=== Given entries ===

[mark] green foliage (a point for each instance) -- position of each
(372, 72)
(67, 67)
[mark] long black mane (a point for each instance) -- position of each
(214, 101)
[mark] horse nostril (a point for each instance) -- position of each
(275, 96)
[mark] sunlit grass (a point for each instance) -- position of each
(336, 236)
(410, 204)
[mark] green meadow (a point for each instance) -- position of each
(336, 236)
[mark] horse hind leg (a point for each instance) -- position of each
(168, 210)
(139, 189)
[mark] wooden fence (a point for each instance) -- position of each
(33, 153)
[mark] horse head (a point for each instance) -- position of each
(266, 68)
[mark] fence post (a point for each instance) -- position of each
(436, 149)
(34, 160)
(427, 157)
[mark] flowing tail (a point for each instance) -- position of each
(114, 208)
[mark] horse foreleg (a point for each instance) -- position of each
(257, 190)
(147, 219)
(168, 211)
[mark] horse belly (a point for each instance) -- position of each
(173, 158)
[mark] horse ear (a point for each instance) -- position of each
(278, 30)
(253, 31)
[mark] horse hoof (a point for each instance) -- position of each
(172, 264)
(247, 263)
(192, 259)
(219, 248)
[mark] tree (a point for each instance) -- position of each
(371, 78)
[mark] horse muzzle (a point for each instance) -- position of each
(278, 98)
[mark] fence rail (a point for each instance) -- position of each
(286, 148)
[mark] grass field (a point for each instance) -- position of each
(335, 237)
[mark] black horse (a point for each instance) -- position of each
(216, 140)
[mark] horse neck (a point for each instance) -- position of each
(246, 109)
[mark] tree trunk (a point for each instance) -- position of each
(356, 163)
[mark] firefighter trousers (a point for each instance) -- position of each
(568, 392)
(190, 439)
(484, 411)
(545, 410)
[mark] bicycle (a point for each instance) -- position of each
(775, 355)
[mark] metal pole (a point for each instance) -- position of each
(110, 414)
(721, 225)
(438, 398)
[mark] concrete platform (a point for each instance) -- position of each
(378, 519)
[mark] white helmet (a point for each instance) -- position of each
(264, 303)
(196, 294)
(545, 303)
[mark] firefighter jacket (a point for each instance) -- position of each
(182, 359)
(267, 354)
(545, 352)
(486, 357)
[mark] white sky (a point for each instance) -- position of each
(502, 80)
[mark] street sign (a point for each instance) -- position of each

===

* The problem
Convert the records from the line containing "[mark] white sky" through the end into a JSON list of strings, with one string for each line and blank lines omitted.

* Answer to the problem
[
  "[mark] white sky (a point for each instance) -- position of each",
  "(502, 80)",
  "[mark] street sign (a point for each instance) -- position of each"
]